Write out the entries below once more, exactly.

---- Records

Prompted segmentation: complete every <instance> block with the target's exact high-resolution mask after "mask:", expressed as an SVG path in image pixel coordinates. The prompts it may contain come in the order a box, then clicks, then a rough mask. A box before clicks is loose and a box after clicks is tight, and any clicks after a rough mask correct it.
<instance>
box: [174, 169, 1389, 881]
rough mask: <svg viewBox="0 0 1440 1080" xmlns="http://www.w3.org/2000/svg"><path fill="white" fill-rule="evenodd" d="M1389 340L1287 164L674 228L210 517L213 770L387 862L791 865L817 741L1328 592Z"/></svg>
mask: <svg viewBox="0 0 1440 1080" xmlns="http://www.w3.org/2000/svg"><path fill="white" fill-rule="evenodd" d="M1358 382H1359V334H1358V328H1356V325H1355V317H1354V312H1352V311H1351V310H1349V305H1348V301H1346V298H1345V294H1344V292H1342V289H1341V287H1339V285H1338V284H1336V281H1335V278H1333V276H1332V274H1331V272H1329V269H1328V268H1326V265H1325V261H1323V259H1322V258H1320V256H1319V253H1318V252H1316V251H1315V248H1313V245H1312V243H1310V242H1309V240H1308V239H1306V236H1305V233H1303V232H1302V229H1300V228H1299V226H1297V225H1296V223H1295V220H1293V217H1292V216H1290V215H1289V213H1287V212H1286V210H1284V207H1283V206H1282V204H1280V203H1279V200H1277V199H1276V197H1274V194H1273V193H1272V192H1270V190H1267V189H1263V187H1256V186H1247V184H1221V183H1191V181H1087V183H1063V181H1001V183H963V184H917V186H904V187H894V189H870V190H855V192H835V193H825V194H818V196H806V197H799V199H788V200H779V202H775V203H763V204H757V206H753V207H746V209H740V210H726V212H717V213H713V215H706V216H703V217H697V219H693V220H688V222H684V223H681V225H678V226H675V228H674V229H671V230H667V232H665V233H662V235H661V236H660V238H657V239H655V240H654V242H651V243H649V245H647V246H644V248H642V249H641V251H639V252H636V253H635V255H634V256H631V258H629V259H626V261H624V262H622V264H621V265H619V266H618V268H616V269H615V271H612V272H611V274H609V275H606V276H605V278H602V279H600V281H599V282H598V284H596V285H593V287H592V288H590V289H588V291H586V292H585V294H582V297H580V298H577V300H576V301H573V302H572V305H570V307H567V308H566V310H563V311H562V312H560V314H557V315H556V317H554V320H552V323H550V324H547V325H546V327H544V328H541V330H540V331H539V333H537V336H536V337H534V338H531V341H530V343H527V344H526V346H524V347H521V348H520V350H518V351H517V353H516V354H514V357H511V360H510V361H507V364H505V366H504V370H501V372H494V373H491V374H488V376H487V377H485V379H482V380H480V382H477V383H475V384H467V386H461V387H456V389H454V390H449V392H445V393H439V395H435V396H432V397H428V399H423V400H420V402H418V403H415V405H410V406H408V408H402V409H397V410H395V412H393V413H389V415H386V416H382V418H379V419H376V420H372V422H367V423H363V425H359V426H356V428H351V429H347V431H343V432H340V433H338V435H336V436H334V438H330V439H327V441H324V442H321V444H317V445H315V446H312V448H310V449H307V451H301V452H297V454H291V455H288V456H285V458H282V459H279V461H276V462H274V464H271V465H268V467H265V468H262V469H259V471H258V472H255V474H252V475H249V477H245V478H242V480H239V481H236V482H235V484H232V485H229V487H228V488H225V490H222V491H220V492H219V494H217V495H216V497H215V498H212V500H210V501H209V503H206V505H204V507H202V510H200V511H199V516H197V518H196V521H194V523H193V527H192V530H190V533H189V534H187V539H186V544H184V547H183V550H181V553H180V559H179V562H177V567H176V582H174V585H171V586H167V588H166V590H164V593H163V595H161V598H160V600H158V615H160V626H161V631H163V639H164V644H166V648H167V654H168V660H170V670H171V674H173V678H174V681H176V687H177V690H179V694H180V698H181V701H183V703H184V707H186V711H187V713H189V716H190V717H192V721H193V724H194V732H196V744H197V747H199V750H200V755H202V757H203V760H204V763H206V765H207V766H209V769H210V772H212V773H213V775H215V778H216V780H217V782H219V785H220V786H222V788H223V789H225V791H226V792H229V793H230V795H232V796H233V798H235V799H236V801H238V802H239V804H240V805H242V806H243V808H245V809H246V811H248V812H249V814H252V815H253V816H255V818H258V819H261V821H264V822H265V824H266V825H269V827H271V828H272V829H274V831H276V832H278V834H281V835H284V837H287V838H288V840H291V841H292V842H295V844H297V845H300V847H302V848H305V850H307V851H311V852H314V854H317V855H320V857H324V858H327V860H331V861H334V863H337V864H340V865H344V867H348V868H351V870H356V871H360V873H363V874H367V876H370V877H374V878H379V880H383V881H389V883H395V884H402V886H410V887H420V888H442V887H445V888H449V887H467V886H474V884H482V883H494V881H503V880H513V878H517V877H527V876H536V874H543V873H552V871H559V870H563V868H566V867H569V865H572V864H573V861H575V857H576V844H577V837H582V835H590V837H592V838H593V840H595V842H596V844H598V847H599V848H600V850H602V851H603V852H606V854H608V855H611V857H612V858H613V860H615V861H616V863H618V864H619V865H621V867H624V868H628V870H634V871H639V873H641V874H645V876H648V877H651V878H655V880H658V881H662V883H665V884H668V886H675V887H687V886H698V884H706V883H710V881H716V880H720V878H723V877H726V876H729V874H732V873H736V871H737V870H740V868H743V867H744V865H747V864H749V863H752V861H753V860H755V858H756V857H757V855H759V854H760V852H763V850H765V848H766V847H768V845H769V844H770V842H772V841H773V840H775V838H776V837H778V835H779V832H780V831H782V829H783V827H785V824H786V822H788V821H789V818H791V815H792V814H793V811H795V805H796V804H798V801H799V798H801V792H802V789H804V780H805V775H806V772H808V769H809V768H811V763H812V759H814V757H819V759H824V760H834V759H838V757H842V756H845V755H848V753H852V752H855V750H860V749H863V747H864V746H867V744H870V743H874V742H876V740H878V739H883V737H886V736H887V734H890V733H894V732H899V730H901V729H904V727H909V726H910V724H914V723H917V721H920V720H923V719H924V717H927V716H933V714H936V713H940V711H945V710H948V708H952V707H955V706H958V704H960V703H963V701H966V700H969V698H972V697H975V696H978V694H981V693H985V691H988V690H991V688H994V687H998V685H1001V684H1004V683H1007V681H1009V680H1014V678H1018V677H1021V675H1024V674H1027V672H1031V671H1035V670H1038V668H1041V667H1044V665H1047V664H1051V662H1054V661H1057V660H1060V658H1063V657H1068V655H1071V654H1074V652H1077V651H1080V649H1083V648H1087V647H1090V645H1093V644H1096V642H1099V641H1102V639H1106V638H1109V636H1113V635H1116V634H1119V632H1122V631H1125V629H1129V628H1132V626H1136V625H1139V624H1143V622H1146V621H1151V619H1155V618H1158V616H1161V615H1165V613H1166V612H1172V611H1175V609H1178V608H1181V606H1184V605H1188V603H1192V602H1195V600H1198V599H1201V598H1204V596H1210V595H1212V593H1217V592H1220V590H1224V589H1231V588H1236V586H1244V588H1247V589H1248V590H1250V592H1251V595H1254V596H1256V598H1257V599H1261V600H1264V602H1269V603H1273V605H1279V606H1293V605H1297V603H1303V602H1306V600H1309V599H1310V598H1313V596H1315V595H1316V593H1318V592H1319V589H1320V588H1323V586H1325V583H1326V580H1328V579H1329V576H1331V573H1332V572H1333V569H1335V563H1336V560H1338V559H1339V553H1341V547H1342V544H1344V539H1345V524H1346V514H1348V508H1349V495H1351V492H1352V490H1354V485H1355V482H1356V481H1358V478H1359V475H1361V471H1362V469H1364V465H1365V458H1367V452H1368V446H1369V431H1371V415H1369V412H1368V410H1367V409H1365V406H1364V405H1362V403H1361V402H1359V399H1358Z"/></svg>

--------

--- Exercise answer ---
Prompted segmentation: complete every <instance> block with the target's exact high-resolution mask after "mask:", expressed as an SVG path in image pixel coordinates. The prompts it may contain come in the order a box, then clicks, then a rough mask. A box before clicks is loose and a box after clicks is tight, and any clicks after a rough mask correct it.
<instance>
box: [174, 169, 1389, 881]
rough mask: <svg viewBox="0 0 1440 1080" xmlns="http://www.w3.org/2000/svg"><path fill="white" fill-rule="evenodd" d="M1389 340L1287 164L674 228L210 517L213 770L387 862L791 865L817 741L1328 592Z"/></svg>
mask: <svg viewBox="0 0 1440 1080" xmlns="http://www.w3.org/2000/svg"><path fill="white" fill-rule="evenodd" d="M1358 382H1359V334H1358V328H1356V325H1355V317H1354V312H1352V311H1351V310H1349V305H1348V301H1346V298H1345V294H1344V292H1342V289H1341V287H1339V285H1338V284H1336V281H1335V278H1333V276H1332V274H1331V272H1329V269H1328V268H1326V265H1325V261H1323V259H1322V258H1320V256H1319V253H1318V252H1316V251H1315V248H1313V245H1312V243H1310V242H1309V240H1308V239H1306V236H1305V233H1303V232H1302V229H1300V228H1299V226H1297V225H1296V223H1295V220H1293V217H1292V216H1290V215H1289V213H1287V212H1286V210H1284V207H1283V206H1282V204H1280V203H1279V200H1277V199H1276V197H1274V194H1273V193H1272V192H1270V190H1267V189H1263V187H1256V186H1247V184H1221V183H1191V181H1087V183H1063V181H1001V183H963V184H917V186H904V187H894V189H870V190H855V192H835V193H825V194H818V196H806V197H799V199H788V200H779V202H775V203H763V204H757V206H753V207H746V209H740V210H726V212H717V213H713V215H706V216H703V217H697V219H693V220H688V222H684V223H681V225H678V226H675V228H674V229H671V230H667V232H665V233H662V235H661V236H660V238H657V239H655V240H654V242H651V243H649V245H647V246H644V248H642V249H641V251H639V252H636V253H635V255H634V256H631V258H629V259H626V261H624V262H622V264H621V265H619V266H618V268H616V269H615V271H612V272H611V274H609V275H606V276H605V278H602V279H600V281H599V282H598V284H596V285H593V287H592V288H590V289H588V291H586V292H585V294H582V297H580V298H577V300H576V301H573V302H572V305H570V307H567V308H566V310H563V311H562V312H560V314H557V315H556V317H554V320H552V323H550V324H547V325H546V327H544V328H541V330H540V331H539V333H537V336H536V337H534V338H531V341H530V343H527V344H526V346H524V347H521V348H520V350H518V351H517V353H516V354H514V357H511V360H510V361H507V364H505V366H504V370H501V372H494V373H491V374H488V376H487V377H485V379H482V380H480V382H477V383H475V384H467V386H461V387H456V389H454V390H449V392H445V393H439V395H435V396H432V397H428V399H423V400H420V402H418V403H415V405H410V406H408V408H402V409H397V410H395V412H393V413H389V415H386V416H382V418H379V419H376V420H372V422H367V423H363V425H359V426H356V428H351V429H347V431H343V432H340V433H338V435H336V436H334V438H330V439H327V441H324V442H321V444H317V445H315V446H312V448H310V449H307V451H301V452H297V454H291V455H288V456H285V458H282V459H279V461H276V462H274V464H271V465H268V467H265V468H262V469H259V471H258V472H255V474H252V475H249V477H245V478H242V480H239V481H236V482H235V484H232V485H229V487H228V488H225V490H222V491H220V492H219V494H217V495H216V497H215V498H212V500H210V501H209V503H206V505H204V507H202V510H200V511H199V516H197V518H196V521H194V523H193V527H192V530H190V533H189V534H187V539H186V544H184V547H183V550H181V553H180V559H179V562H177V567H176V582H174V585H171V586H167V588H166V590H164V593H163V595H161V598H160V600H158V615H160V626H161V631H163V639H164V644H166V648H167V654H168V660H170V670H171V674H173V678H174V681H176V687H177V690H179V694H180V698H181V701H183V703H184V707H186V711H187V713H189V716H190V717H192V721H193V724H194V732H196V744H197V747H199V750H200V755H202V757H203V760H204V763H206V765H207V766H209V769H210V772H212V773H213V775H215V778H216V780H217V782H219V785H220V786H222V788H223V789H225V791H226V792H229V793H230V795H232V796H233V798H235V799H236V801H238V802H239V804H240V805H242V806H243V808H245V809H246V811H248V812H249V814H252V815H253V816H255V818H258V819H261V821H264V822H265V824H266V825H269V827H271V828H272V829H274V831H276V832H278V834H281V835H284V837H287V838H288V840H291V841H292V842H295V844H297V845H300V847H302V848H305V850H307V851H311V852H314V854H317V855H320V857H324V858H327V860H331V861H334V863H337V864H340V865H344V867H348V868H351V870H356V871H360V873H363V874H367V876H370V877H374V878H379V880H383V881H389V883H395V884H402V886H410V887H420V888H442V887H445V888H449V887H467V886H474V884H482V883H494V881H503V880H513V878H517V877H527V876H536V874H543V873H552V871H559V870H563V868H566V867H569V865H572V864H573V861H575V857H576V844H577V837H582V835H590V837H592V838H593V840H595V842H596V844H598V847H599V848H600V850H602V851H603V852H606V854H608V855H611V857H612V858H613V860H615V861H616V863H618V864H619V865H621V867H624V868H628V870H634V871H639V873H641V874H645V876H648V877H651V878H655V880H658V881H662V883H665V884H668V886H675V887H687V886H698V884H706V883H710V881H716V880H720V878H723V877H726V876H729V874H732V873H736V871H737V870H740V868H743V867H744V865H747V864H749V863H752V861H753V860H755V858H756V857H757V855H759V854H760V852H763V850H765V848H766V847H768V845H769V844H770V842H772V841H773V840H775V838H776V837H778V835H779V832H780V831H782V829H783V827H785V824H786V822H788V821H789V818H791V815H792V814H793V811H795V805H796V804H798V801H799V798H801V792H802V789H804V780H805V775H806V772H808V769H809V768H811V763H812V759H814V757H819V759H824V760H834V759H838V757H842V756H845V755H848V753H852V752H855V750H860V749H863V747H864V746H867V744H870V743H874V742H876V740H878V739H883V737H886V736H887V734H890V733H894V732H899V730H901V729H904V727H909V726H910V724H914V723H917V721H920V720H923V719H924V717H927V716H933V714H936V713H940V711H945V710H948V708H952V707H955V706H958V704H960V703H963V701H966V700H969V698H972V697H975V696H978V694H981V693H985V691H988V690H991V688H994V687H998V685H1001V684H1004V683H1007V681H1009V680H1014V678H1018V677H1021V675H1024V674H1027V672H1031V671H1035V670H1038V668H1041V667H1044V665H1047V664H1051V662H1054V661H1057V660H1060V658H1063V657H1068V655H1071V654H1074V652H1077V651H1080V649H1083V648H1087V647H1090V645H1093V644H1096V642H1099V641H1102V639H1106V638H1109V636H1113V635H1116V634H1119V632H1122V631H1125V629H1129V628H1132V626H1136V625H1139V624H1143V622H1146V621H1151V619H1155V618H1158V616H1161V615H1165V613H1166V612H1172V611H1175V609H1178V608H1181V606H1184V605H1188V603H1192V602H1195V600H1198V599H1201V598H1204V596H1210V595H1212V593H1217V592H1220V590H1224V589H1231V588H1236V586H1244V588H1247V589H1248V590H1250V592H1251V595H1254V596H1256V598H1257V599H1261V600H1264V602H1269V603H1273V605H1279V606H1293V605H1297V603H1303V602H1306V600H1309V599H1310V598H1313V596H1315V595H1316V593H1318V592H1319V589H1320V588H1323V586H1325V583H1326V580H1328V579H1329V576H1331V573H1332V572H1333V569H1335V563H1336V560H1338V559H1339V553H1341V547H1342V544H1344V539H1345V524H1346V514H1348V508H1349V495H1351V492H1352V490H1354V485H1355V482H1356V481H1358V478H1359V475H1361V471H1362V469H1364V465H1365V458H1367V452H1368V446H1369V431H1371V415H1369V412H1368V410H1367V409H1365V406H1364V405H1362V403H1361V402H1359V399H1358Z"/></svg>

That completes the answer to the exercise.